Give back only the lines from the one with "pinpoint the white" through the last line of the data, exactly as they appear.
=======
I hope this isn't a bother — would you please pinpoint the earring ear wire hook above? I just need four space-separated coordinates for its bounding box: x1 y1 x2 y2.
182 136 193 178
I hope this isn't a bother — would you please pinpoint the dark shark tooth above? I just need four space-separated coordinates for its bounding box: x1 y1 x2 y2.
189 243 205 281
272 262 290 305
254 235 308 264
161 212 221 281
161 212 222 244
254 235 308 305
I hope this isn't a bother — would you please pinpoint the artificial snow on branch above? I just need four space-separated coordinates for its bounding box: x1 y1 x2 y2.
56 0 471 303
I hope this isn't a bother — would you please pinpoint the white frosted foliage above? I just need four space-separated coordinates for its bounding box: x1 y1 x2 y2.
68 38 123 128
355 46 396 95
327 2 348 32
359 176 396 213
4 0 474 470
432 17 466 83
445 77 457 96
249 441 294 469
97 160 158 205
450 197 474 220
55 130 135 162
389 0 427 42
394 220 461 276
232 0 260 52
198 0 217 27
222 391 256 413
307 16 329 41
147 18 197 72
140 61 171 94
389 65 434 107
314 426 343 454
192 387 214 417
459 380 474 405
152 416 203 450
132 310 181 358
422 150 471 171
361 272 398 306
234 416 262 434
=======
§ **TASK RESULT**
I hope this isn't a bother — would you please pinpoint the white frosted foliage above? I just need four space-separated coordinates for its bounding box: x1 y1 x2 y2.
68 38 123 128
355 46 396 95
327 2 348 32
359 176 396 213
4 0 474 470
432 17 466 83
445 77 457 96
249 441 294 469
97 160 158 205
450 197 474 220
55 130 135 162
389 0 427 42
394 220 461 276
232 0 260 52
198 0 217 27
222 391 256 413
307 16 329 41
147 18 197 72
140 61 171 94
389 65 434 107
314 426 343 454
192 387 214 417
459 380 474 405
152 416 203 450
132 310 181 358
422 150 471 171
361 272 398 306
234 416 262 434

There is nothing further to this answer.